### Instruksi Tertulis a
Tolong ketik ulang bagian kutipan teks yang dimulai dari kata-kata "Sriwijayamedia.com – Anggota" dan berhenti setelah kata-kata "Surabaya, Senin (20/10/2025).".

### Kutipan Teks

Sriwijayamedia.com – Anggota DPD RI daerah pemilihan (dapil) Jawa Timur (Jatim) AA LaNyalla Mahmud Mattalitti, mengaku kecewa atas sikap PT Pelabuhan Indonesia (Persero) atau Pelindo yang dinilai terus menunda penyelesaian amandemen konsesi Terminal Multipurpose, Teluk Lamong, Surabaya.
LaNyalla menegaskan, pihaknya bersama pemerintah daerah dan stakeholder pelabuhan telah berulang kali memfasilitasi proses percepatan tersebut, namun hingga kini belum ada hasil konkret.
“Kami merasa dibohongi. Setiap kali pertemuan, selalu ada janji baru, tapi kemudian tidak ada progres di lapangan,” tegasnya, di hadapan para pejabat kementerian dan perwakilan Pelindo dalam rapat koordinasi (rakor) yang digelar di kantor DPD RI Jatim, Surabaya, Senin (20/10/2025).
LaNyalla menilai, lambatnya proses pembangunan dan penyelesaian konsesi Terminal Teluk Lamong berpotensi menghambat pertumbuhan ekonomi Jatim.
Padahal, kawasan pelabuhan tersebut diharapkan menjadi simpul utama logistik nasional yang mampu mengurai kepadatan di Pelabuhan Tanjung Perak serta membuka akses industri baru di kawasan Gresik dan sekitarnya.

### Instruksi Tertulis b
Masukkan baris-baris daftar ke dalam tabel Markdown dengan kolom No untuk nomor urut dan kolom Baris untuk isi barisnya, tanpa baris kosong. Mulailah dari baris daftar yang memuat "Give the innermost point of each instance of the fly's hind" dan berhenti setelah baris terakhir daftar.

### Daftar Tersedia
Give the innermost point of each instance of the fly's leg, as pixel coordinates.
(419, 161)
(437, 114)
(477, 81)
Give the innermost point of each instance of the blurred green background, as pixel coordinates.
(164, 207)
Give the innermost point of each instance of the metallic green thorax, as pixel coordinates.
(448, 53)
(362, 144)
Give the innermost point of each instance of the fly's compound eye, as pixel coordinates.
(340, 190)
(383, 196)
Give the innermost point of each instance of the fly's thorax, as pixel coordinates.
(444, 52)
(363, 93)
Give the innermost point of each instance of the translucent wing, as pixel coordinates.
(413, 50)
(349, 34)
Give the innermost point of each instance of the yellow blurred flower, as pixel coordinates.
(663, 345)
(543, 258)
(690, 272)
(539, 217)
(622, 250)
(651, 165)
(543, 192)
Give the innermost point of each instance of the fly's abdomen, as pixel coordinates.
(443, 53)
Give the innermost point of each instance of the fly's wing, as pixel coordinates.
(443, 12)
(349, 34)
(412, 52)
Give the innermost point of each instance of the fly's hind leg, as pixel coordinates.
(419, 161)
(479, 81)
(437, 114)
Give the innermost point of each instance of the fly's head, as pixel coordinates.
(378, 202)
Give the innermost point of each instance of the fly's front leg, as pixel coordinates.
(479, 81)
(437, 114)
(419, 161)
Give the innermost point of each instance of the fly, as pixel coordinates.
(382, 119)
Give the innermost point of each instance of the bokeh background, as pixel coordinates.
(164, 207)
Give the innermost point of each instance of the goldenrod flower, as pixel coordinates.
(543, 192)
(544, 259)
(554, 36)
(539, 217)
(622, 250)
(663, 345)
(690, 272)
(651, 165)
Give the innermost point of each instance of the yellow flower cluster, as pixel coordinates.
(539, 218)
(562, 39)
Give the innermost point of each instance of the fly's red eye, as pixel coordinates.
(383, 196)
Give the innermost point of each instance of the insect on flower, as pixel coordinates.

### Jawaban Tertulis a
Sriwijayamedia.com – Anggota DPD RI daerah pemilihan (dapil) Jawa Timur (Jatim) AA LaNyalla Mahmud Mattalitti, mengaku kecewa atas sikap PT Pelabuhan Indonesia (Persero) atau Pelindo yang dinilai terus menunda penyelesaian amandemen konsesi Terminal Multipurpose, Teluk Lamong, Surabaya.
LaNyalla menegaskan, pihaknya bersama pemerintah daerah dan stakeholder pelabuhan telah berulang kali memfasilitasi proses percepatan tersebut, namun hingga kini belum ada hasil konkret.
“Kami merasa dibohongi. Setiap kali pertemuan, selalu ada janji baru, tapi kemudian tidak ada progres di lapangan,” tegasnya, di hadapan para pejabat kementerian dan perwakilan Pelindo dalam rapat koordinasi (rakor) yang digelar di kantor DPD RI Jatim, Surabaya, Senin (20/10/2025).

### Jawaban Tertulis b
| No | Baris |
|---|---|
| 1 | Give the innermost point of each instance of the fly's hind leg, as pixel coordinates. |
| 2 | (419, 161) |
| 3 | (479, 81) |
| 4 | (437, 114) |
| 5 | Give the innermost point of each instance of the fly's head, as pixel coordinates. |
| 6 | (378, 202) |
| 7 | Give the innermost point of each instance of the fly's front leg, as pixel coordinates. |
| 8 | (479, 81) |
| 9 | (437, 114) |
| 10 | (419, 161) |
| 11 | Give the innermost point of each instance of the fly, as pixel coordinates. |
| 12 | (382, 119) |
| 13 | Give the innermost point of each instance of the bokeh background, as pixel coordinates. |
| 14 | (164, 207) |
| 15 | Give the innermost point of each instance of the goldenrod flower, as pixel coordinates. |
| 16 | (543, 192) |
| 17 | (544, 259) |
| 18 | (554, 36) |
| 19 | (539, 217) |
| 20 | (622, 250) |
| 21 | (663, 345) |
| 22 | (690, 272) |
| 23 | (651, 165) |
| 24 | Give the innermost point of each instance of the yellow flower cluster, as pixel coordinates. |
| 25 | (539, 218) |
| 26 | (562, 39) |
| 27 | Give the innermost point of each instance of the fly's red eye, as pixel coordinates. |
| 28 | (383, 196) |
| 29 | Give the innermost point of each instance of the insect on flower, as pixel coordinates. |